→ **Alıntı**:
Aslında NASA, uzun yıllardan beri Uranüs ile Neptün arasında olması gereken ve büyüklüğü dünyadan 4-8 kez daha büyük bir gezegenin arayışı içinde. Planet X adı verilen bu görünmeyen gezegenin alışılmadık bir yörünge çizerek her 3000 – 3600 yılda bir dünyaya yaklaştığı tahmin edilmekte ve yine bu tahminlerin doğrultusunda Planet X 2012 – 2036 yılları arasında ortaya çıkıp dünyaya yaklaşacak. 1983’de IRAS (Kızılötesi Astronomi Uydusu), Neptün’ün yörüngesinde normalüstü bir farklılık belirledi, olayın nedeninin Pluto olmadığı anlaşıldı çünkü yeterince büyük değildi. Ama 80’lerin sonunda birçok astronom hala kuşkuluydular çünkü başka bir fenomene rastlanamadı. Buna rağmen Planet X’in varlığı ciddi olarak düşünülüyor ve endişe veriyor.
Eğer böyle bir gezegen varsa ve 3000–3600 yılda bir bize yaklaşıyorsa, en iyi kanıtları atalarımız bize verebilirler. MÖ 1600–1400 arasında Sümerliler böyle bir gök cismini gözlemişler ve Niburu adını vermişlerdi. Sümerliler’e göre Niburu’nun gelişi uygarlığın başlangıcıydı, antik Sümer metinleri Niburu’yu çok parlak, mavimtrak bir su gezegeni olarak tanımlıyorlar. Acaba önümüzdeki 20 yıl içinde Planet X veya Niburu gerçekten gelecek mi? Yoksa Sedna, o mu?

Bir veri kümesinden alınan kayıtlar
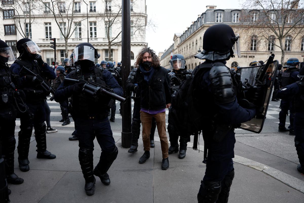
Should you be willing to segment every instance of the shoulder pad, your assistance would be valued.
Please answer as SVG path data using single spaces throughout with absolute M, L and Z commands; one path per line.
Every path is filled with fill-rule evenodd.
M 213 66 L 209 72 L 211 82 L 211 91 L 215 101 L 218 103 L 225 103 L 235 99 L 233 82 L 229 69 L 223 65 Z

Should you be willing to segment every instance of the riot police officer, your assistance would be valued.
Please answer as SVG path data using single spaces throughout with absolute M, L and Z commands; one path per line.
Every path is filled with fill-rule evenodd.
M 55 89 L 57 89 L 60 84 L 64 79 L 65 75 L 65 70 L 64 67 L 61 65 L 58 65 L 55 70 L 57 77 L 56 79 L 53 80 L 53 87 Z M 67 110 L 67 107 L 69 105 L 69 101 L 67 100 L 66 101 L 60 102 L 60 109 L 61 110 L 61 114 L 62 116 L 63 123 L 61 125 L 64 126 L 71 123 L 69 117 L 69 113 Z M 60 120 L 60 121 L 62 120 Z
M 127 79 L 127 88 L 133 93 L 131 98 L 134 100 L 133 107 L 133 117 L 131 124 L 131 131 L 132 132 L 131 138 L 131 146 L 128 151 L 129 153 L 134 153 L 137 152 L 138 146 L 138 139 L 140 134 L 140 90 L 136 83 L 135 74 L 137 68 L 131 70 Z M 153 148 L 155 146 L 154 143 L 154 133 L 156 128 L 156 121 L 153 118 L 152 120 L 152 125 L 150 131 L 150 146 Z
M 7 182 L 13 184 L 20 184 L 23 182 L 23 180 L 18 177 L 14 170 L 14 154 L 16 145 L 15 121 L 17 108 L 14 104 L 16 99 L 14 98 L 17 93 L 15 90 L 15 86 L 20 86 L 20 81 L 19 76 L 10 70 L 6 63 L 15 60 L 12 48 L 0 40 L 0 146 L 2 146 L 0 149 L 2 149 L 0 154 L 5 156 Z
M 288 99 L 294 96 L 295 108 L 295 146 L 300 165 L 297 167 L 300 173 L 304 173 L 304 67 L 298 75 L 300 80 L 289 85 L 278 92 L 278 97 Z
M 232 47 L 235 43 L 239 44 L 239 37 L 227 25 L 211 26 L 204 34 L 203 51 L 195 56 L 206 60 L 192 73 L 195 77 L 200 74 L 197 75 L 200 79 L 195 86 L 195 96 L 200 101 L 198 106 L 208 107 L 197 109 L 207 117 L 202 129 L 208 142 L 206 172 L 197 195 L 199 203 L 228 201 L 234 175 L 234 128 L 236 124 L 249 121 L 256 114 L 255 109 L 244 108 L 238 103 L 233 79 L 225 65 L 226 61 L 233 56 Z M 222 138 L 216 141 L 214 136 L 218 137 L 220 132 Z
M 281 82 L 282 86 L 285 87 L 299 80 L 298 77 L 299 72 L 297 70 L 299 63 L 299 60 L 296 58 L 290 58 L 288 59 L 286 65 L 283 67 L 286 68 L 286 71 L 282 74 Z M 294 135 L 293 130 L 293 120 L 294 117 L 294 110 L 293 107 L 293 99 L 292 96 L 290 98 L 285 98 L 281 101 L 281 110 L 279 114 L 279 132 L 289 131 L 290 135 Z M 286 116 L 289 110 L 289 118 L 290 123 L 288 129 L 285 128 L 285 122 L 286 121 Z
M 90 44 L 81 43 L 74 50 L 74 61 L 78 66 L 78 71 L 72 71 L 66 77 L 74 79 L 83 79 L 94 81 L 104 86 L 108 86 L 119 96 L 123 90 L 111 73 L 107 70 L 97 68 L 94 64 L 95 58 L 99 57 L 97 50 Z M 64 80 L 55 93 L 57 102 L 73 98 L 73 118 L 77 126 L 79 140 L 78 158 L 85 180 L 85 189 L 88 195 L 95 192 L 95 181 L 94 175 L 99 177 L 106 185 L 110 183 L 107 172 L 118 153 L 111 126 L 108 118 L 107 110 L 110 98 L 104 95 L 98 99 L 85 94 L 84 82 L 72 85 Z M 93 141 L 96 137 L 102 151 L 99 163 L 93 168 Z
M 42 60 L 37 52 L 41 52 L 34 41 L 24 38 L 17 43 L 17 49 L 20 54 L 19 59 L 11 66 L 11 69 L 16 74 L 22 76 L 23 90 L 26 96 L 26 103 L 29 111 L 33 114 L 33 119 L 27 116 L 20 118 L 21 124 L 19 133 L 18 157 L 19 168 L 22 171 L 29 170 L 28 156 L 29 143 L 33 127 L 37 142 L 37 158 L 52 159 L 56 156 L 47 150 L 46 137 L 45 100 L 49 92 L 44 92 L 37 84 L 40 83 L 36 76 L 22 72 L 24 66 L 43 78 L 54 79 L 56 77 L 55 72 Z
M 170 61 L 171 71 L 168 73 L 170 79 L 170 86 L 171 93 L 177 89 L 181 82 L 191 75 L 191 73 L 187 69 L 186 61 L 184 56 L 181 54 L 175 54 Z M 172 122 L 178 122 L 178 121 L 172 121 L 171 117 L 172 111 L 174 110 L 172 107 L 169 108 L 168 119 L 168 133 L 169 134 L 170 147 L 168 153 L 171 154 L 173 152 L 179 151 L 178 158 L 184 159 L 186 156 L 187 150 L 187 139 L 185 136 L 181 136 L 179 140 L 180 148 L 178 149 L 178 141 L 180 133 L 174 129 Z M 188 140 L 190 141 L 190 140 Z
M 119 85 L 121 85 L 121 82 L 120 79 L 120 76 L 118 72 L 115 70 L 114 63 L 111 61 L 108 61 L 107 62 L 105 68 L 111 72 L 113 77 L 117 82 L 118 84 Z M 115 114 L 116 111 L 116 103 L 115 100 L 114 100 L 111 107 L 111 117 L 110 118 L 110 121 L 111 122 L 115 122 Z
...
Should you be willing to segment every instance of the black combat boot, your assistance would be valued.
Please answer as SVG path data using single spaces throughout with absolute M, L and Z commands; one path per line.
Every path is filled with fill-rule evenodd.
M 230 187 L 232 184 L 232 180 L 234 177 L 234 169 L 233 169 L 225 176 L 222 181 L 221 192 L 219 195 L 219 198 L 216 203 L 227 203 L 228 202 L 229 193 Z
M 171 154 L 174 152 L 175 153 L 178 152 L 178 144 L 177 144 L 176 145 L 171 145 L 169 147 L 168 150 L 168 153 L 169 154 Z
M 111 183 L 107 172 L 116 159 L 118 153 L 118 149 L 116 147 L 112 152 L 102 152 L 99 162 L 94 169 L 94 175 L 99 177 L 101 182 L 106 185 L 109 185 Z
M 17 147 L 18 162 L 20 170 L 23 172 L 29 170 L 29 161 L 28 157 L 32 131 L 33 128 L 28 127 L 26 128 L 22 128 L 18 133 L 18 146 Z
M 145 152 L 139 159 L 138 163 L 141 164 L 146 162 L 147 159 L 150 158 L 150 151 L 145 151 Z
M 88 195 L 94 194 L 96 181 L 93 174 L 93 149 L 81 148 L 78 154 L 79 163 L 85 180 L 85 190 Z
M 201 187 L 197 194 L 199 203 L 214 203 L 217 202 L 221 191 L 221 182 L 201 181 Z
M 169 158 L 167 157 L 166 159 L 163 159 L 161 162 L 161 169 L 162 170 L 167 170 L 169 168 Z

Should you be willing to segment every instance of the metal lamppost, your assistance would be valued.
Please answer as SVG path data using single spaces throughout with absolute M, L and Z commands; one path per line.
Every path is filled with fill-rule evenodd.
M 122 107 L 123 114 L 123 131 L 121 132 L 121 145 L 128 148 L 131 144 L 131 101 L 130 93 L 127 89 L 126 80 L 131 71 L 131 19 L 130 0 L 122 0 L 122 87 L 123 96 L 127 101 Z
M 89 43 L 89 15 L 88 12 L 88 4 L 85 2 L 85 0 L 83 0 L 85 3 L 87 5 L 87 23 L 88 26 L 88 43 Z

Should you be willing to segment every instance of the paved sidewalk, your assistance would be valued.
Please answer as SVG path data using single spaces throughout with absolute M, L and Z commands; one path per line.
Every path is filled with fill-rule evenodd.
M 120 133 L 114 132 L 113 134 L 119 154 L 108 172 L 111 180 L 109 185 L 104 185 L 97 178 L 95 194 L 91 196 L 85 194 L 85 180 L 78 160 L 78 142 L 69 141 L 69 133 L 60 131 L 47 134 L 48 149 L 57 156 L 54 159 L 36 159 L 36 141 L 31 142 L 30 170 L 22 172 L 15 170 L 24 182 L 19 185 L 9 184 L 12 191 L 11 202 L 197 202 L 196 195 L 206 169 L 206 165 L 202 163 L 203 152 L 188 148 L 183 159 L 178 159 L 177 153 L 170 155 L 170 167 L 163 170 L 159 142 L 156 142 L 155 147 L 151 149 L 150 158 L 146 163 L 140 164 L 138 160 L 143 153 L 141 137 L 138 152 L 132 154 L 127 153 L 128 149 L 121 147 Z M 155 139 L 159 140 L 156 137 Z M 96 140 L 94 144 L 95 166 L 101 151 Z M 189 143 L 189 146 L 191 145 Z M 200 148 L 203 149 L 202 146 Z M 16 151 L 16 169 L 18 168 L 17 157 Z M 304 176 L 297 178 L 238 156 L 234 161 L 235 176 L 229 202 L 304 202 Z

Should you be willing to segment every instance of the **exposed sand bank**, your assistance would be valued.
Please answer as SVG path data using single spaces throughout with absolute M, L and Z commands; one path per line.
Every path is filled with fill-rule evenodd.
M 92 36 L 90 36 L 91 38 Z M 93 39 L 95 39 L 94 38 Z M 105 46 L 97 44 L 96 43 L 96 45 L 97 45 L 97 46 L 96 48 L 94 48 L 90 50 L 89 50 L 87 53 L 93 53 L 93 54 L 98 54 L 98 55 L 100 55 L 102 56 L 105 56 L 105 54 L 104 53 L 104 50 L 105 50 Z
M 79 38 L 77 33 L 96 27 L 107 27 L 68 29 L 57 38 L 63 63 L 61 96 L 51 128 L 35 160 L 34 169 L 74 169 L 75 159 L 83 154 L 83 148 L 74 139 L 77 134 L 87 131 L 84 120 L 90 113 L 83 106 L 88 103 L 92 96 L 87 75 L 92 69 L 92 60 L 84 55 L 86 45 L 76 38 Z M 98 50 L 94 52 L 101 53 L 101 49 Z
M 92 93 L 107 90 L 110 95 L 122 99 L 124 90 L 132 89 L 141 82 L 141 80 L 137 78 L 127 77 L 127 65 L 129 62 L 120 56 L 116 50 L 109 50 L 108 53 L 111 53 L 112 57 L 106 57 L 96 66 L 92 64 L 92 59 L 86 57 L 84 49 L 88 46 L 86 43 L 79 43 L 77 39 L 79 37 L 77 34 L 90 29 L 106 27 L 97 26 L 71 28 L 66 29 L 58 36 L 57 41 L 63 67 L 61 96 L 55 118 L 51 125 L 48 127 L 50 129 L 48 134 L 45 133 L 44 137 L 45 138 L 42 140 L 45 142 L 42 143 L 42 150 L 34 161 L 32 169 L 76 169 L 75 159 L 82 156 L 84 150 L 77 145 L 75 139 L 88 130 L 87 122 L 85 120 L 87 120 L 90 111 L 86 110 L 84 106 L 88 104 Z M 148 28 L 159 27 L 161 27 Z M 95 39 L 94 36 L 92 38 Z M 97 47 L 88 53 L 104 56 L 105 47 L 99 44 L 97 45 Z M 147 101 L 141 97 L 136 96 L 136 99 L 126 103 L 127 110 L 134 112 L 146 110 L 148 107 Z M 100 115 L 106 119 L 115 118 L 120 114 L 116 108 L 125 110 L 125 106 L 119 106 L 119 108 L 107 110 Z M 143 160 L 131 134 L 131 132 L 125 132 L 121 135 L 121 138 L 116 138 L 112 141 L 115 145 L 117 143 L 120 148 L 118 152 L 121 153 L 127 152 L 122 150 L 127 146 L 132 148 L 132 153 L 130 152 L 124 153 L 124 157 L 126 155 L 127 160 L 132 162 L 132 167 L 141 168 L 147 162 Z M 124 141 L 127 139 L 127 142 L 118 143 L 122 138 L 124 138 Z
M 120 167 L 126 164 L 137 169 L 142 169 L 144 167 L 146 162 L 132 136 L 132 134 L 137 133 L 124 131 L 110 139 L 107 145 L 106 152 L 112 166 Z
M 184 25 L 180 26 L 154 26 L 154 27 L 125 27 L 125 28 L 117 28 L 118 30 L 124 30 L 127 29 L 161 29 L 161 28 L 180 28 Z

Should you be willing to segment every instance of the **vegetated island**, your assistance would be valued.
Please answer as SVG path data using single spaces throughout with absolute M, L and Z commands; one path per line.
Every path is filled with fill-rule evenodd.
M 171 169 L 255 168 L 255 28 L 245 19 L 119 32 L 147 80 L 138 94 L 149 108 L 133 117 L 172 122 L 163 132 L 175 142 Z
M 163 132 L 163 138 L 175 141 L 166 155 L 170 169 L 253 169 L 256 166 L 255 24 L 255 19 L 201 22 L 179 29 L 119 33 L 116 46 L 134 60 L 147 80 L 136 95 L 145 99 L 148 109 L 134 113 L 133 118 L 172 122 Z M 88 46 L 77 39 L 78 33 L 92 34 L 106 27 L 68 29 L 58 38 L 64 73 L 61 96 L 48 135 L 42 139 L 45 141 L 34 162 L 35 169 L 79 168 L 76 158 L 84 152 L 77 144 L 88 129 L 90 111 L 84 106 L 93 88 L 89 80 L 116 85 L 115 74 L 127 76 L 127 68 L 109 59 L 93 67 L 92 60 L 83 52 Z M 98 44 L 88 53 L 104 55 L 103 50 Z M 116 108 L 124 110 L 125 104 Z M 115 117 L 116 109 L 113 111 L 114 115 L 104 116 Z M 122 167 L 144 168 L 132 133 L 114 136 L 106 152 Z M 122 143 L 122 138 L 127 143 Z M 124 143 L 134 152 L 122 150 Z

→ **Görev Listesi**:
1 - Planet X hakkındaki metne göre Sümerliler gözlemledikleri gök cismine hangi adı vermişlerdi?
2 - Planet X hakkındaki metni kaldığı yerden devam ettirin.
Buradaki kayıtların metinle hiçbir bağlantısı yoktur.

→ **Alıştırma Yanıtları**:
1 - Sümerliler bu gök cismine Niburu adını vermişlerdi.

2 -
Bazı kaynaklara göre, ABD herşeyi biliyor. Bilgi verme yasalarına rağmen, Bush yönetimi ekonomik dengelerin korunması, toplumun morali ve bilimin daha büyük bir kazanmaması adına toplumu bilgilendirmek istemiyor. Bilindiği gibi yakın zamanda da Pentagon, Ekolojik bir raporu Beyaz Saray’a sunarak, olası dünya çapında doğal felaketleri öngörmüştü ama nedense bu rapordan bir daha söz edilmedi.

Evren sürprizlerle dolu, bırakalım evreni Güneş Sistemimizden bile henüz haberimiz yok. Oysa Sümerliler bile gezegenlerin sayısını resimde de görüldüğü gibi 9’dan fazla biliyorlardı. Peki şimdi biz astrologlar ne yapacağız? Daha 7 gezegenin ötesini dahi tam olarak yorumlayamıyoruz, zaman ve mekân farkları dünyasal güncel kaygılarımızı aşıp gidiyor, çok daha uzak ve hiç bilinmedik yeni gezegenler bizler için ne ifade edecekler? Anlaşılan geleceğe giderken geçmişe dönecek, yine baştan başlayacağız..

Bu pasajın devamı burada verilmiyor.